**** GIVEN INFORMATION ****

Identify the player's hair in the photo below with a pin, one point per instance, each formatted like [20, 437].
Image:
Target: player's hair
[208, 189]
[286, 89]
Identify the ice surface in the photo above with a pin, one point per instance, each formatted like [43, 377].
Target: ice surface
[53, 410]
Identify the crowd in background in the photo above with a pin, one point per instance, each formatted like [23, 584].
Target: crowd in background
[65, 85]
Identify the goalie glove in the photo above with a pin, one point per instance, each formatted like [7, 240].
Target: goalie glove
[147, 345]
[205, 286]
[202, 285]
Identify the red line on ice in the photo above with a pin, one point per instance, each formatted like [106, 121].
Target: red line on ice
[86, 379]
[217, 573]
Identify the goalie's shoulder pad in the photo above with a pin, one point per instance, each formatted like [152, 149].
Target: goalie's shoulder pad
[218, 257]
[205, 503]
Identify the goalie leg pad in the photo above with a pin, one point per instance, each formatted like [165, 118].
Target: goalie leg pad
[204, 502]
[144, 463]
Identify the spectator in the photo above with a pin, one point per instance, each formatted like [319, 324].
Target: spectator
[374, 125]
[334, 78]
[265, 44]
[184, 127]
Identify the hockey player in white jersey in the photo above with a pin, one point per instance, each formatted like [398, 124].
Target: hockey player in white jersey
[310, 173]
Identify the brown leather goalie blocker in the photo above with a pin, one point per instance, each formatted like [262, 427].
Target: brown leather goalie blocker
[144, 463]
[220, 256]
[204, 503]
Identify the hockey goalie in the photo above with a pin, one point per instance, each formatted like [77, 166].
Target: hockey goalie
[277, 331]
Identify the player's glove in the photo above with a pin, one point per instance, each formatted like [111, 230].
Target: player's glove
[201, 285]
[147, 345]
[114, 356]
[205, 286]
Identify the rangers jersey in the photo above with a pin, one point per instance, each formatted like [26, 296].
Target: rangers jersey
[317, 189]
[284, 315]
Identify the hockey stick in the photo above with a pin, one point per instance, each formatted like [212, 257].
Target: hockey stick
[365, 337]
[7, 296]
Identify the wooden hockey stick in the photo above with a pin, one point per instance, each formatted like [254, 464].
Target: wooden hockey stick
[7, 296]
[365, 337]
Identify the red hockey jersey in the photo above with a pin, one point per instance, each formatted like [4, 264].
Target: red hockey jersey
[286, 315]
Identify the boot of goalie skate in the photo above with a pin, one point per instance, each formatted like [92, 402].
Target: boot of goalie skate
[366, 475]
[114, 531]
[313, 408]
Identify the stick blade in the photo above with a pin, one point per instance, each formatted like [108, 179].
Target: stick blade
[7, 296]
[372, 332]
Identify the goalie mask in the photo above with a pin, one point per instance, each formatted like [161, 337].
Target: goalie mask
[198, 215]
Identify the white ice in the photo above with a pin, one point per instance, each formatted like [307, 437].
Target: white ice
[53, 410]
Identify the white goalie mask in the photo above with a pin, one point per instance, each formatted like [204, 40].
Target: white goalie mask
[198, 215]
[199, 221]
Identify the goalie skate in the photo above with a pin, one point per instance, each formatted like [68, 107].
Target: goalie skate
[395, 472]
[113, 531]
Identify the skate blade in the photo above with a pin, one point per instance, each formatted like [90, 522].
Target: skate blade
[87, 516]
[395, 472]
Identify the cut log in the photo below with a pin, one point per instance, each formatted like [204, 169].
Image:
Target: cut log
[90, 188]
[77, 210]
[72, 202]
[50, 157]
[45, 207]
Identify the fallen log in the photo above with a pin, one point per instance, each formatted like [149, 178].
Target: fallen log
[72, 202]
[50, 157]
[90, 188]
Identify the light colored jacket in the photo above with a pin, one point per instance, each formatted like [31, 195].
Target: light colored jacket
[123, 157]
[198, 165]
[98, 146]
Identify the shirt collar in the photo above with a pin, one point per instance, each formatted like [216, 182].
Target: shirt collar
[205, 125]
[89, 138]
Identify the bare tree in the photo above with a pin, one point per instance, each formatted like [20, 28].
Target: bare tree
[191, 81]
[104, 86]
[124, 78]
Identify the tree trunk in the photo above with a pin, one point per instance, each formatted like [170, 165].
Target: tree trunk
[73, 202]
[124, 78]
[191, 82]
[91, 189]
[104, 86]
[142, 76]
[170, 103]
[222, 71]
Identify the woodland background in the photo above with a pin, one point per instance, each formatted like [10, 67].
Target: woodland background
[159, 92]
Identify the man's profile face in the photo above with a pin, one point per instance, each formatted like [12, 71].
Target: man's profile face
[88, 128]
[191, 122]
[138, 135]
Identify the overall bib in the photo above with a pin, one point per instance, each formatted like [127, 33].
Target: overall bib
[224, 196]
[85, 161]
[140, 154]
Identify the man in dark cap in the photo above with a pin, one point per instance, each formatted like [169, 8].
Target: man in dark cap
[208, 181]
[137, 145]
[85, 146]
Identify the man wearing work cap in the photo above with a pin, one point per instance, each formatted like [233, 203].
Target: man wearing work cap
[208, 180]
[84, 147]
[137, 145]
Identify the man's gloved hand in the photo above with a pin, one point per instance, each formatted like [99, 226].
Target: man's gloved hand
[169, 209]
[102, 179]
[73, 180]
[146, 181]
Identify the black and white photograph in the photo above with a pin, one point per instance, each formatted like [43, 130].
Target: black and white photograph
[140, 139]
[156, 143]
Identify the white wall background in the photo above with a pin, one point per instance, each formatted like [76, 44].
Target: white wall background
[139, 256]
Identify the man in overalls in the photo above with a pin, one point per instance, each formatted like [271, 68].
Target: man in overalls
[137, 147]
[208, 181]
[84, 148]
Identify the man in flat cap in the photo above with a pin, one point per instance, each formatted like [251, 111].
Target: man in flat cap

****

▸ **TASK BRIEF**
The lines to quote run from the one containing "Identify the shirt" through the final line of the material above; please give them exactly, both ends included, and nothing else.

▸ **ANSWER TO THE TASK**
Identify the shirt collar in the photo above with a pin, one point per instance, each formatted like [216, 182].
Target: shirt collar
[205, 125]
[89, 138]
Identify the bare tree in the photo above with a pin, one point per instance, each formatted like [20, 28].
Target: bare tree
[191, 81]
[104, 86]
[124, 78]
Identify the tree trunk in the photo above with a pin, one point per instance, each formatted like [170, 165].
Target: tree trunk
[73, 202]
[124, 78]
[191, 82]
[91, 189]
[104, 86]
[142, 76]
[170, 103]
[222, 71]
Identify the woodland background in the photo above with a pin, one point per instance, each formatted like [10, 67].
Target: woodland background
[159, 92]
Identify the man's profile face in the photo above with a pin, one point per instance, each formatted like [12, 71].
Target: man's profile face
[88, 128]
[191, 122]
[138, 135]
Identify the overall bib in the photo above with a pin, one point per instance, each formatted like [127, 33].
Target: overall bib
[224, 196]
[85, 161]
[140, 154]
Identify the man in dark cap in the photo above with a pin, one point per instance, each formatted like [169, 8].
Target: man in dark cap
[208, 181]
[137, 145]
[85, 146]
Identify the man wearing work cap in the photo above with a pin, one point per instance, each formatted like [233, 203].
Target: man wearing work cap
[208, 180]
[84, 147]
[137, 145]
Identify the man's gloved hand in the photo above with a pin, one point per instance, each formatted like [99, 226].
Target: man's gloved hand
[169, 209]
[102, 179]
[73, 180]
[146, 181]
Identify the black and white photograph in the photo above with a pin, one point per instance, each formatted like [43, 130].
Target: black and white photograph
[140, 139]
[156, 143]
Identify the white wall background in the photo above with a pin, one point per instance, each formatted like [76, 44].
Target: white wall background
[139, 256]
Identify the man in overalls in the photo above with a pin, one point per instance, each formatted like [271, 68].
Target: man in overalls
[137, 147]
[208, 181]
[84, 148]
Identify the man in flat cap in the photo above with a pin, one point per instance, each formatted like [251, 111].
Target: man in flat cap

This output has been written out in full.